EXTRACTED DATA →
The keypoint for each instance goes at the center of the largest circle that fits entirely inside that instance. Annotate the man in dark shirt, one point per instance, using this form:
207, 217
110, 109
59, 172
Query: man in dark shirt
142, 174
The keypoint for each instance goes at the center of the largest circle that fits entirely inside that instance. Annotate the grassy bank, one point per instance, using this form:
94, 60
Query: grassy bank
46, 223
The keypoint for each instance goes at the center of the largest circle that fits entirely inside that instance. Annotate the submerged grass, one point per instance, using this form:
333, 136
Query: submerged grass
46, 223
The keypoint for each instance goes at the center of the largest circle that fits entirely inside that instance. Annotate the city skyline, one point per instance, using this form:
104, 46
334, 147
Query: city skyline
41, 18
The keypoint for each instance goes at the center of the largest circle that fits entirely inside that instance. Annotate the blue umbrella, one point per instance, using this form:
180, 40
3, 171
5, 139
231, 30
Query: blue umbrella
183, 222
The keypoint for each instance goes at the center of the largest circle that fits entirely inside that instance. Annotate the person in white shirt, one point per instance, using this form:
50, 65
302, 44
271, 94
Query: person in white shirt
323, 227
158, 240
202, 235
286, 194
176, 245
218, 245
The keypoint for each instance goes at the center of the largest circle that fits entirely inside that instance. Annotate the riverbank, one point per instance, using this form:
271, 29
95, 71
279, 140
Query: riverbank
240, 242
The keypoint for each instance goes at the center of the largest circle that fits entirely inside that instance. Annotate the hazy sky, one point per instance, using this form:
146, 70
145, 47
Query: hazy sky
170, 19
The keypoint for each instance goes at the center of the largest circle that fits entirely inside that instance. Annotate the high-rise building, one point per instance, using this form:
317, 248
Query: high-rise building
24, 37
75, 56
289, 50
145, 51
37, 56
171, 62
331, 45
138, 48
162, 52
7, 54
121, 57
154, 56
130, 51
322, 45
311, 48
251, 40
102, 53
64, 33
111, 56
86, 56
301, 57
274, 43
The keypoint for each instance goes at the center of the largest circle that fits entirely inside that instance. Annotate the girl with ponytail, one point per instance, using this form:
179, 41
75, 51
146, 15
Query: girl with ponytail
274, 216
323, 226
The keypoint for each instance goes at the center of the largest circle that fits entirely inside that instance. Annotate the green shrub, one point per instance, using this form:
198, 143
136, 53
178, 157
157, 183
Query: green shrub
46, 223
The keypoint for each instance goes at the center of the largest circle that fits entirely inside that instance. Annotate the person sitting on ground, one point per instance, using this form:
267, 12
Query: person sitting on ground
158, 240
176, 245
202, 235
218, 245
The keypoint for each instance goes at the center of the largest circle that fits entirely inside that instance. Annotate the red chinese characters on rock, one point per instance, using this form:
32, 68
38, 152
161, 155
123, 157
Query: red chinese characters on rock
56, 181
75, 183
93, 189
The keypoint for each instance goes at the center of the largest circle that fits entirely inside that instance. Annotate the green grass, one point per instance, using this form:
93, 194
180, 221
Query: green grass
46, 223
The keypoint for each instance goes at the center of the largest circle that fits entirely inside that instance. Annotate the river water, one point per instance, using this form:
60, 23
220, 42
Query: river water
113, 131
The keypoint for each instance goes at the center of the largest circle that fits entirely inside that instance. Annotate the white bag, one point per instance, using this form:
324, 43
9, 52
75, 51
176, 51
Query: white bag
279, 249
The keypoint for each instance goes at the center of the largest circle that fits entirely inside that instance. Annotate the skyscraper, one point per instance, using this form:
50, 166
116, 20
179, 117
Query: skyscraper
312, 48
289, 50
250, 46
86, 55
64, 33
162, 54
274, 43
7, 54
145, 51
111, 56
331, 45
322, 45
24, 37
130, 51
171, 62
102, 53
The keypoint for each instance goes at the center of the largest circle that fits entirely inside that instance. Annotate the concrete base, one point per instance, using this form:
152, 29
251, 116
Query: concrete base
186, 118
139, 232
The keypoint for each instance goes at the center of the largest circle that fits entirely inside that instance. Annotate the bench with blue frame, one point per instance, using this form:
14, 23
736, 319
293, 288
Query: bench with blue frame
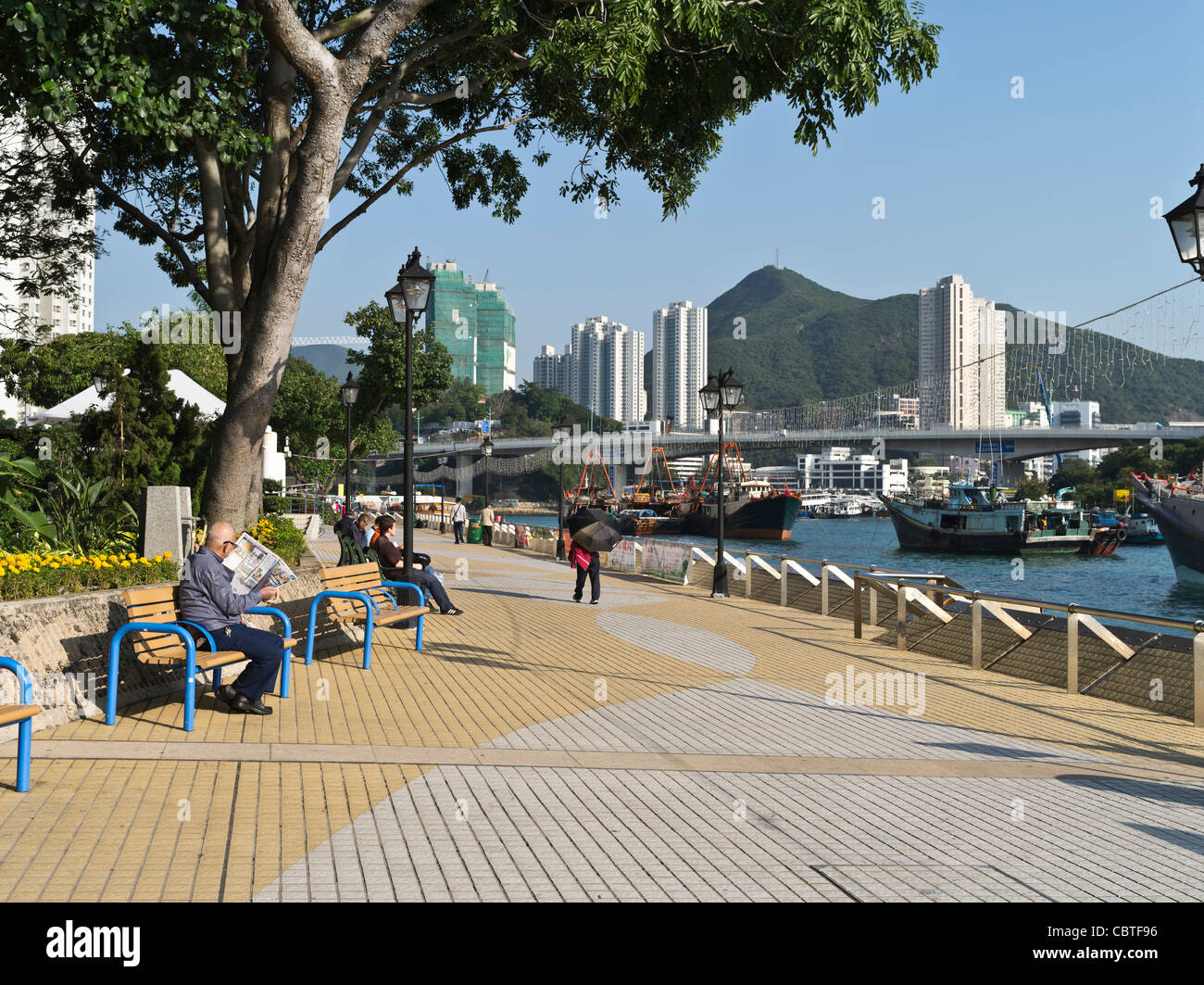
161, 638
357, 594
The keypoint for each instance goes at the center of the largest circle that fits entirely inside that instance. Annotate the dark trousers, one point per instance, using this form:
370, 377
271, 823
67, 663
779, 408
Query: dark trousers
595, 572
265, 650
424, 579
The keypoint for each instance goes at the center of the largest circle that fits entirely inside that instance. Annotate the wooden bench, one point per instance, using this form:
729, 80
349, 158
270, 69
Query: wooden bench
161, 638
357, 594
22, 716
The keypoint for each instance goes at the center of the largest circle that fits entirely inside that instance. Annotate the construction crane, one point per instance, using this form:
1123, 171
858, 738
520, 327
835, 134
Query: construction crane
1048, 417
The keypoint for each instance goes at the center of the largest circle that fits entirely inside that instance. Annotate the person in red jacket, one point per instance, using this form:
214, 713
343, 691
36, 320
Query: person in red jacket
586, 562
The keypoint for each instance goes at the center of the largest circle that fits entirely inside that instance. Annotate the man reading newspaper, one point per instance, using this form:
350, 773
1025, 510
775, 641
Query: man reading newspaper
218, 587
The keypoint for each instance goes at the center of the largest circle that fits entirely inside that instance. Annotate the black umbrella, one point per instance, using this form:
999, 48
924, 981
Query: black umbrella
594, 529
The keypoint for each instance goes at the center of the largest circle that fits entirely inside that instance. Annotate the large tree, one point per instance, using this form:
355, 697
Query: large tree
220, 132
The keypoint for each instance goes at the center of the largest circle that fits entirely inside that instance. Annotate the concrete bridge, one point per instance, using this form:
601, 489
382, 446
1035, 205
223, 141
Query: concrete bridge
1010, 445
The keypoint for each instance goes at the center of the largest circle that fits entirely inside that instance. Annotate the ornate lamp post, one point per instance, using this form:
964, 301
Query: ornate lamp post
1186, 221
350, 391
721, 394
444, 523
561, 425
408, 300
486, 447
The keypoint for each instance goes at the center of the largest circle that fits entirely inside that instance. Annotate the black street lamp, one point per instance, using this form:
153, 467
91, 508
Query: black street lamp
350, 390
721, 394
561, 425
1186, 221
105, 383
408, 300
444, 524
486, 447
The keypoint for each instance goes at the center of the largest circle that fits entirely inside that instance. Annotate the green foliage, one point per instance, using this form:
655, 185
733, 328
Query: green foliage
89, 515
147, 436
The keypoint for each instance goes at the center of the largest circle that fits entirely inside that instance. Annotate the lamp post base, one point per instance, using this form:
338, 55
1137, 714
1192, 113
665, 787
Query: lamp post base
719, 587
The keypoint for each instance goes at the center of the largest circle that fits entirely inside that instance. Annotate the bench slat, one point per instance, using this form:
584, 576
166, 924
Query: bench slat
11, 713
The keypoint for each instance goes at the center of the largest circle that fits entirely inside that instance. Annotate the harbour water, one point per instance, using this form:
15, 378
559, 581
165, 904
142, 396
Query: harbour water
1138, 579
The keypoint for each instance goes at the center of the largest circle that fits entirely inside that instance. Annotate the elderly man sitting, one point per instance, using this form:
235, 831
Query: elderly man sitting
206, 599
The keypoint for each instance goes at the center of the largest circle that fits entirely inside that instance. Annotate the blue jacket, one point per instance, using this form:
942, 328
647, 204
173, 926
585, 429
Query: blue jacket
206, 596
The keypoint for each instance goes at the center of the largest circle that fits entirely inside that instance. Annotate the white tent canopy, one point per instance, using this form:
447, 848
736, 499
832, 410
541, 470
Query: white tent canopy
180, 383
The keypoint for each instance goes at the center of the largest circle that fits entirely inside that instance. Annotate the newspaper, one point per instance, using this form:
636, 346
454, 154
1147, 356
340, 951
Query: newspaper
254, 567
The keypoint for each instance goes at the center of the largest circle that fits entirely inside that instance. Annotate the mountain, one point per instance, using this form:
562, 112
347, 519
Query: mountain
805, 342
329, 359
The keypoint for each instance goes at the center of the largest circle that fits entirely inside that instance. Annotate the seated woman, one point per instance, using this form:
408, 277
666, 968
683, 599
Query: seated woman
392, 565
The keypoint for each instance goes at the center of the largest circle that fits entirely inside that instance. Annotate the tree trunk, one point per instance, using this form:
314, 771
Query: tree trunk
235, 477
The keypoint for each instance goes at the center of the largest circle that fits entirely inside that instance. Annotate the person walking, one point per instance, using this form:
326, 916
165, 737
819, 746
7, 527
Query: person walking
486, 525
458, 517
586, 562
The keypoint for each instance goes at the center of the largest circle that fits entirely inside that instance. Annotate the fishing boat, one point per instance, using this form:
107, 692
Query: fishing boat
1178, 509
753, 509
976, 521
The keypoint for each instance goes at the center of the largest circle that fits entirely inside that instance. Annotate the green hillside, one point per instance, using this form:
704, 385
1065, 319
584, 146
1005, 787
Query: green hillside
807, 344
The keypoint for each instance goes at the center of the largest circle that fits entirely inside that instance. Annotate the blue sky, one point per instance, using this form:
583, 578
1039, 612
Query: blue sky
1043, 201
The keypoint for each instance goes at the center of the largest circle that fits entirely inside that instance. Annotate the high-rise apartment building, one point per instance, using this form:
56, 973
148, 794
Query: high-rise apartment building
605, 369
962, 370
65, 313
550, 369
477, 325
679, 364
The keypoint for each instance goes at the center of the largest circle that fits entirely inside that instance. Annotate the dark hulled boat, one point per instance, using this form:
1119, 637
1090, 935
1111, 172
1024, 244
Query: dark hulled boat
757, 511
1179, 511
973, 522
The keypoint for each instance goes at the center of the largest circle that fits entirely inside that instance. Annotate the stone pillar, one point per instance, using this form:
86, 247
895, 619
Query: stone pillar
164, 523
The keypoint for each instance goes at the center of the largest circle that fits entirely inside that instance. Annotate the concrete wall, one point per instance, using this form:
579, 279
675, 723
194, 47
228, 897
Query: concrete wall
70, 635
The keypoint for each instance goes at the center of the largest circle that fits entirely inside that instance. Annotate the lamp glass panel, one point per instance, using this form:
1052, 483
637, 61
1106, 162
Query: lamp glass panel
1183, 228
396, 306
417, 290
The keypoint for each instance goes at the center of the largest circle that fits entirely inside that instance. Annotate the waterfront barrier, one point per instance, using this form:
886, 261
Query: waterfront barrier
1062, 644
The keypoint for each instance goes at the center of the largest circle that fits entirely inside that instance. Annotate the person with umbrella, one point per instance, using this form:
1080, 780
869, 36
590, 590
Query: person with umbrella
591, 530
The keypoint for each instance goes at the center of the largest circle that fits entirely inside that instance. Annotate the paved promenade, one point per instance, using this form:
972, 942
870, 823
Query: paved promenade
660, 746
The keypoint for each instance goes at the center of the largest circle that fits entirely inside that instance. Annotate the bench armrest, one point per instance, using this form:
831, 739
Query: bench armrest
278, 613
208, 636
405, 586
23, 678
115, 651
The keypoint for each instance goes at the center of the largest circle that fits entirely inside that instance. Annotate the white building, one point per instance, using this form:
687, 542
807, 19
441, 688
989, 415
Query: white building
839, 469
961, 358
1079, 413
60, 313
550, 368
679, 364
606, 369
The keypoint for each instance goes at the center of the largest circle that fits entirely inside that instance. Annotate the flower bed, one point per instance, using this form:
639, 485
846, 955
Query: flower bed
280, 535
40, 575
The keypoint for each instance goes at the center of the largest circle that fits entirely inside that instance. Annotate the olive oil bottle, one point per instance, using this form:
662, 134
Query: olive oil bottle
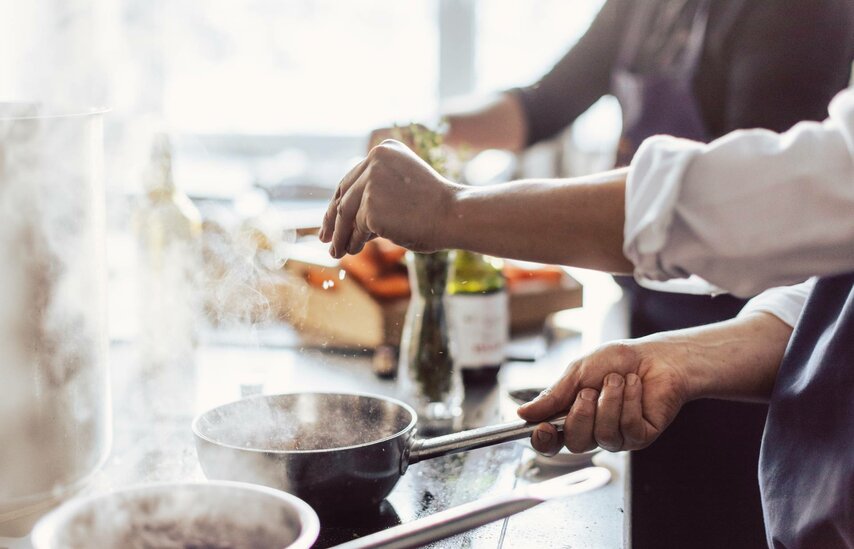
478, 316
168, 227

REQUIRED WORK → Please write out the rows again, starting at the line that contains "the person with" and ending at the last row, requests included. Scale each point coordinate in the answers by 0.3 and round to whole numbers with halves going up, keeping the requests and their sample points unchanged and leaving the pictures out.

WRITTEN SOLUTION →
The keypoint for each instance goes at the center of the largest circle that fits entirely inside that instance. Annotate the person with umbrella, one point per instance, using this form:
1080, 780
869, 36
590, 590
Query: person with umbrella
177, 159
The keypoint for each instance goes at the center of the largest circle that fits entirely inside that instance. Annotate the paved promenade, one point per instance, using this form:
972, 942
870, 823
Query: paved promenade
198, 224
The keypoint for each instance goes at the center of the largest circle that fits entirely inside that instance. Annotate the bench armrest, one point per instance, using this form:
831, 739
Query: bench armrest
83, 184
62, 191
122, 176
7, 203
35, 195
The keypoint for each instance goes at the center of the largest circle that fits entirely inside that instance. Annotate the white building, one point per instance, using this form:
687, 542
807, 19
441, 688
989, 415
Query: white building
252, 141
288, 107
324, 124
18, 94
165, 110
204, 109
182, 111
The keypoint for each instance goes at the center of the largest circle that fits entirely inside that instance. Annotate the flower bed, one point per instance, using this form:
639, 485
846, 955
Query: flower bed
84, 161
12, 173
The keypoint for each instance goes at the center of the largest circle that fits entirely inside that instance. Annotate the olive oil bottle, one point per instance, using this form:
662, 134
Query: olive oil bottle
143, 95
50, 68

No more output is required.